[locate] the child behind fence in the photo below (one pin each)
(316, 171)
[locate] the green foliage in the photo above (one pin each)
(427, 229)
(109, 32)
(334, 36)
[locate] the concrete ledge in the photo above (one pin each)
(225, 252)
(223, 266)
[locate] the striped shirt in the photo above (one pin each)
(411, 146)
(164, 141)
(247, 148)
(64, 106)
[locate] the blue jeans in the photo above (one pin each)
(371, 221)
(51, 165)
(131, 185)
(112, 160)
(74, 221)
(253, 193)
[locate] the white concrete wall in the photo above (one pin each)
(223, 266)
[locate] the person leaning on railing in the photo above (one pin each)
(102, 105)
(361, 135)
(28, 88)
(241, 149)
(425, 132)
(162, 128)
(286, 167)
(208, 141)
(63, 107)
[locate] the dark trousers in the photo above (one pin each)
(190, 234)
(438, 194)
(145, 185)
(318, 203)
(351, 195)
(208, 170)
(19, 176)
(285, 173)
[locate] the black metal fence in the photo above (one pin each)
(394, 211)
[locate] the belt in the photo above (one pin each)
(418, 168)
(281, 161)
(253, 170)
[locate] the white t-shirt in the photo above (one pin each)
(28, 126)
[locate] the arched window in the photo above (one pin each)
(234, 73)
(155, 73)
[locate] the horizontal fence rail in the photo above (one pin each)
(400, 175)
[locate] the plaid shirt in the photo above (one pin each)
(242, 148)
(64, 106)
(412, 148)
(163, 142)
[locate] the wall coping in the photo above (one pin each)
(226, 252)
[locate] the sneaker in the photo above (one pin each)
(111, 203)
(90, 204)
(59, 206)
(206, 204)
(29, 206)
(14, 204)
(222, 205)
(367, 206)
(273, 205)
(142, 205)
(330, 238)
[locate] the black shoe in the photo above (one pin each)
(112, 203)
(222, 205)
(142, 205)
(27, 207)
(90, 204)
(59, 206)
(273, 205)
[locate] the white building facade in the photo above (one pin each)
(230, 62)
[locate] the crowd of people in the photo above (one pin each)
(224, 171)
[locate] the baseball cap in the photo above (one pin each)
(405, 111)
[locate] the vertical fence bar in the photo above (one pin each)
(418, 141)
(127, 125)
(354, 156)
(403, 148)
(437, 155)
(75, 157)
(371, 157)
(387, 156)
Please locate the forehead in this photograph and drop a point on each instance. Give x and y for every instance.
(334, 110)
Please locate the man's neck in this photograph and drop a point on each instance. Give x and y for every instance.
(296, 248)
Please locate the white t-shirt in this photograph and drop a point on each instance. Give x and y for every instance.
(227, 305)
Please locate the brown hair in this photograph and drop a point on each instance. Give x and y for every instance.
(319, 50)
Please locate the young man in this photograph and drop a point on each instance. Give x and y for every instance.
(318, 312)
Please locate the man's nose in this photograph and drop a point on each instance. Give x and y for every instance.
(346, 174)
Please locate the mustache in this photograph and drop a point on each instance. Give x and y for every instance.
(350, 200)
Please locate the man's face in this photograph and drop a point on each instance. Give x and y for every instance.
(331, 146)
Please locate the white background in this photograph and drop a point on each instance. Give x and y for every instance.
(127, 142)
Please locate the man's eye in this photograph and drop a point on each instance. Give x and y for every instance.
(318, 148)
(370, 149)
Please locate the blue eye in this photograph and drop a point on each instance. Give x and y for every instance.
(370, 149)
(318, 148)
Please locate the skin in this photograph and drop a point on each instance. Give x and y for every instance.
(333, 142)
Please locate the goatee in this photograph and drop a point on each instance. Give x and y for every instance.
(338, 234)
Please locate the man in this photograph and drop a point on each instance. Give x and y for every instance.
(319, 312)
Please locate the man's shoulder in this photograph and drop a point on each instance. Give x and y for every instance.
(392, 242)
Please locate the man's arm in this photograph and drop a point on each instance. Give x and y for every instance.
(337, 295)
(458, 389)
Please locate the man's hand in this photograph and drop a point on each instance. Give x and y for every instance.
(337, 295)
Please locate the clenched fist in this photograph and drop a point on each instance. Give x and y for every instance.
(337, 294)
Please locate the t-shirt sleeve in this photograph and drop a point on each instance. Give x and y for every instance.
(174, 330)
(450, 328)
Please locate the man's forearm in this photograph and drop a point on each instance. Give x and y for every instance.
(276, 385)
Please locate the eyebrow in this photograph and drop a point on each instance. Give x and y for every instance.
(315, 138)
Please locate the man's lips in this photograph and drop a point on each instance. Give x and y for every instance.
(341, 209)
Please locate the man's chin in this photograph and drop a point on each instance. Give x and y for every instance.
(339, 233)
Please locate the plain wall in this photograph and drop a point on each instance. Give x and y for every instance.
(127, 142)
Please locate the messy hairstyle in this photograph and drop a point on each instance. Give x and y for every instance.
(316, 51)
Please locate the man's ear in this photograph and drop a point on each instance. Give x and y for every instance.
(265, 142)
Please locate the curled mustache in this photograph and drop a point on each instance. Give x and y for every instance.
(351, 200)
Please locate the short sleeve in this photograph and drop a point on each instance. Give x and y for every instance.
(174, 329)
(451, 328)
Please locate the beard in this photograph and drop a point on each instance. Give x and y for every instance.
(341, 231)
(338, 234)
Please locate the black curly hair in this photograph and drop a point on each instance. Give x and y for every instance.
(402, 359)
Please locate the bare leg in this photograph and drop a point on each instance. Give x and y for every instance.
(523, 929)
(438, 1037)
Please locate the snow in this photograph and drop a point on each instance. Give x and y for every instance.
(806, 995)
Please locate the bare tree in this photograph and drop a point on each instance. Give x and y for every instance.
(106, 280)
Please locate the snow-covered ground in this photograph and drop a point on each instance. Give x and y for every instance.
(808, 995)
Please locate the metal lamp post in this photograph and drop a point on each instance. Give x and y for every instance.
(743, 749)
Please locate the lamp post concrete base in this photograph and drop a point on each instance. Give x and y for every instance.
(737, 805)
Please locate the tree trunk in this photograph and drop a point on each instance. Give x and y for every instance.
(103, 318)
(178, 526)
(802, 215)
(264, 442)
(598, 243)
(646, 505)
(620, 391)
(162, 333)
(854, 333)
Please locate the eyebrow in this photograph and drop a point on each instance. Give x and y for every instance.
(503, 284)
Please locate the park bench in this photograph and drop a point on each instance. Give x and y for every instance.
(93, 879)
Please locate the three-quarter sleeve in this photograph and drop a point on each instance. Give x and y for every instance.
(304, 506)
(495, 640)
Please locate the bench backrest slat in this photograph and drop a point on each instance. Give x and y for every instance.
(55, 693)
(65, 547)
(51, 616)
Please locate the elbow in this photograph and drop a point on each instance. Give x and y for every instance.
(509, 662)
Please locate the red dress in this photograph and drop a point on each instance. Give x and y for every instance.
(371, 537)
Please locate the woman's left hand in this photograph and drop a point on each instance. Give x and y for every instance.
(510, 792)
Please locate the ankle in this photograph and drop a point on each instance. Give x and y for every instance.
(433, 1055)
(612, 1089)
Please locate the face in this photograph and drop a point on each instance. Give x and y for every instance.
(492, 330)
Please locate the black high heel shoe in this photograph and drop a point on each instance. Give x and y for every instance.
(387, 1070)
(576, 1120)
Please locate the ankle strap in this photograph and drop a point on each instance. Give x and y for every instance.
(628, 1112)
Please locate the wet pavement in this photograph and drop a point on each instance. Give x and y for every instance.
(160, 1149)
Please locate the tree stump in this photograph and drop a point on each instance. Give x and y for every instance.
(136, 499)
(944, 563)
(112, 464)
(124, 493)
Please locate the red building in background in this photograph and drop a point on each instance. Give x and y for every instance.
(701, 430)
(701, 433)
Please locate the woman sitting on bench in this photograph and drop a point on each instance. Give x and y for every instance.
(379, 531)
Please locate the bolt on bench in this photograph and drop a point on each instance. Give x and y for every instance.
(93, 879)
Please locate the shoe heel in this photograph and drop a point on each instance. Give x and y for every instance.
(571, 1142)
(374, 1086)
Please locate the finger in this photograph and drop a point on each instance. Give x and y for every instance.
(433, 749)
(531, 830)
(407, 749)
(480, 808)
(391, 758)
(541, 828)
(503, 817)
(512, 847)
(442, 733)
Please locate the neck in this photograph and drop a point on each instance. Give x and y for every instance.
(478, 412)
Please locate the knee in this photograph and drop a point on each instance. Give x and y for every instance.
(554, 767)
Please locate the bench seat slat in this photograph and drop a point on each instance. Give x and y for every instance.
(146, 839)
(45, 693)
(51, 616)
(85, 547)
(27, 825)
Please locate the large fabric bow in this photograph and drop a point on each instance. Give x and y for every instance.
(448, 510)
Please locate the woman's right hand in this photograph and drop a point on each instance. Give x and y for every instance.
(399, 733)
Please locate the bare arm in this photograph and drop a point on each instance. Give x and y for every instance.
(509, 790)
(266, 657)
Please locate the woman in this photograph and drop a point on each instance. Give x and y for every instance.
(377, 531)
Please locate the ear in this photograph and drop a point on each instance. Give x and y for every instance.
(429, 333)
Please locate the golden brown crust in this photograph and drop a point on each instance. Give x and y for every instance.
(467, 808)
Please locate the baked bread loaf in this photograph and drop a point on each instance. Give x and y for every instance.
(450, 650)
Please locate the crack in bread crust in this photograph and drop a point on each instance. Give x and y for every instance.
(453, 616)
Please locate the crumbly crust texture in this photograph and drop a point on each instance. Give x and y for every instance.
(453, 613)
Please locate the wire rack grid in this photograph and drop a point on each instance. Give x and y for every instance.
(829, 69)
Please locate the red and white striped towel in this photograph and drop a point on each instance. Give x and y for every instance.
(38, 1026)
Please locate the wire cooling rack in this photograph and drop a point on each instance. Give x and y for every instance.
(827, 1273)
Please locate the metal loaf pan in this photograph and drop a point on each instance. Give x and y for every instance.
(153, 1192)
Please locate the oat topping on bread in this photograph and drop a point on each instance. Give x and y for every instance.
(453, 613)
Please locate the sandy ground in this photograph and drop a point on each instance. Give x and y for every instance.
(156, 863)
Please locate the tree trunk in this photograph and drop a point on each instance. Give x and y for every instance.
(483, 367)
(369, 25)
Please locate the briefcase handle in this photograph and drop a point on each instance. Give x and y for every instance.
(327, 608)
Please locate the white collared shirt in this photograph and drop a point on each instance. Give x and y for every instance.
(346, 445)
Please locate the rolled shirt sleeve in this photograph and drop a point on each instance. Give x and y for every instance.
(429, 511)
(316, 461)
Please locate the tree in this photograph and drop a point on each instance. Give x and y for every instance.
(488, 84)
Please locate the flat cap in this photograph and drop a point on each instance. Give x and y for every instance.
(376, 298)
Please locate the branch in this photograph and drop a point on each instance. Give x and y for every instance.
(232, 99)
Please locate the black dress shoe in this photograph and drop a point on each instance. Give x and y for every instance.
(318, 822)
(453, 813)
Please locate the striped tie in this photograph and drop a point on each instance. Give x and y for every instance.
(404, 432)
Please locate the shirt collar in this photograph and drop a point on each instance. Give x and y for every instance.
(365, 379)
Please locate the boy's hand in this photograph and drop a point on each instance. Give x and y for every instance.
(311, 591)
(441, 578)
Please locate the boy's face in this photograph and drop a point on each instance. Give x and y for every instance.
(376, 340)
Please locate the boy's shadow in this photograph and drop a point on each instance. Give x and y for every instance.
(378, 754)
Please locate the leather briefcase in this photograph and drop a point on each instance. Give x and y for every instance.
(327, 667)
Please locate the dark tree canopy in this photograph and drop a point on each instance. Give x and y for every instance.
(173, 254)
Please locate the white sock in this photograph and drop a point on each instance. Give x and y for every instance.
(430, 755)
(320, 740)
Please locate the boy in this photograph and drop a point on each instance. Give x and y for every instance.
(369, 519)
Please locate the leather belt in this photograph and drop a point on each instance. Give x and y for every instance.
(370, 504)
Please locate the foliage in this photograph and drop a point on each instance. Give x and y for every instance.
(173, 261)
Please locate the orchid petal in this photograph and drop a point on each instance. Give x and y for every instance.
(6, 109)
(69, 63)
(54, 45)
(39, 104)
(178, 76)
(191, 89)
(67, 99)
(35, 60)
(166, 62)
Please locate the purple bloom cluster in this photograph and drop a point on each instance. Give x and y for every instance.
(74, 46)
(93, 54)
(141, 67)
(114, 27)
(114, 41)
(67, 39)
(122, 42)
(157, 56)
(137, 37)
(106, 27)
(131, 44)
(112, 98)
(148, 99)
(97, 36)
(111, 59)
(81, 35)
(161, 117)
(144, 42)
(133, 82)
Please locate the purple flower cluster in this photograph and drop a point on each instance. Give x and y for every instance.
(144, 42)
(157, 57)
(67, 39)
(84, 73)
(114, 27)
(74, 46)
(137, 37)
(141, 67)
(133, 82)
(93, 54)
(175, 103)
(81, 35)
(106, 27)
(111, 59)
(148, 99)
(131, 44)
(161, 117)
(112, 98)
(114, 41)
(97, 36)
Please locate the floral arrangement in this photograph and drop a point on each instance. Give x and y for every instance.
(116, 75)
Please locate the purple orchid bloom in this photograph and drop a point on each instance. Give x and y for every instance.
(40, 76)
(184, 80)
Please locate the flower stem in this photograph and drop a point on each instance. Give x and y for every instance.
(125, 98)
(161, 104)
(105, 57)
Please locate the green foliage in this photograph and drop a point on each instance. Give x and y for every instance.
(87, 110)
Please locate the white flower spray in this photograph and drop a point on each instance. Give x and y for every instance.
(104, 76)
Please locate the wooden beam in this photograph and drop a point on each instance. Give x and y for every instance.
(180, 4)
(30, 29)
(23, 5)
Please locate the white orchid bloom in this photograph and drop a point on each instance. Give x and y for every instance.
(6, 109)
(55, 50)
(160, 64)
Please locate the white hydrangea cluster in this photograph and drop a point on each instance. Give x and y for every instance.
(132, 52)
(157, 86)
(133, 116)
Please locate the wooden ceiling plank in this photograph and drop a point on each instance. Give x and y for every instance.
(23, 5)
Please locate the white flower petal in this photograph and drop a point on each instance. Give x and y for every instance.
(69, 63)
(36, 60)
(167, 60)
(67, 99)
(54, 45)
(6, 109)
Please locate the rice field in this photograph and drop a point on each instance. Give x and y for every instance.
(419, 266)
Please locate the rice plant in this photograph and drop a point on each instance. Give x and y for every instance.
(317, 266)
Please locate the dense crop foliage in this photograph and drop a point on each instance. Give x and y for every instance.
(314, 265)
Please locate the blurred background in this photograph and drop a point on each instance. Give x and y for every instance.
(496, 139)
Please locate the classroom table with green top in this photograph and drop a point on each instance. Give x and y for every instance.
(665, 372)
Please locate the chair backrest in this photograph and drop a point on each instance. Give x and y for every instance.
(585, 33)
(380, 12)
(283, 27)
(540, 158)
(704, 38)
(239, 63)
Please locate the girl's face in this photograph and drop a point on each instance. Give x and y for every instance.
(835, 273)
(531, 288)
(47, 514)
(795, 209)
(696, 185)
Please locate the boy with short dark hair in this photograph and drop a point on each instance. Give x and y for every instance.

+ + +

## [Direction]
Write out, word for word, the line containing "Please locate the white flower petal" and every line after it to the end of the data above.

## [Solved problem]
Please locate the white flower petal in this photograph and drop a point on each instance. Give x and y for every instance.
(69, 63)
(36, 60)
(167, 60)
(67, 99)
(54, 45)
(6, 109)
Please locate the rice field in this photograph and drop a point on each instance. Give x and y for every instance.
(419, 266)
Please locate the rice plant in this photograph and drop a point on each instance. Give x and y for every instance.
(317, 266)
Please locate the dense crop foliage in this photograph and drop a point on each instance. Give x and y for every instance.
(314, 265)
Please locate the blurred background in this photograph and drop a point on each instance. Give x and y for every instance.
(496, 139)
Please locate the classroom table with green top in this photograph and drop a point on each instance. Give x and y for every instance.
(665, 372)
Please locate the chair backrest in this photograph and drop a point on each instance. Give x and y for every instance.
(585, 33)
(380, 12)
(283, 27)
(540, 158)
(704, 38)
(239, 63)
Please locate the girl's face in this photograph and drop a point on each instance. Give x and y for every instance.
(835, 273)
(531, 288)
(47, 514)
(795, 209)
(696, 185)
Please locate the boy with short dark hair in this photograph and drop a point on each instance. Give x and y for every instance.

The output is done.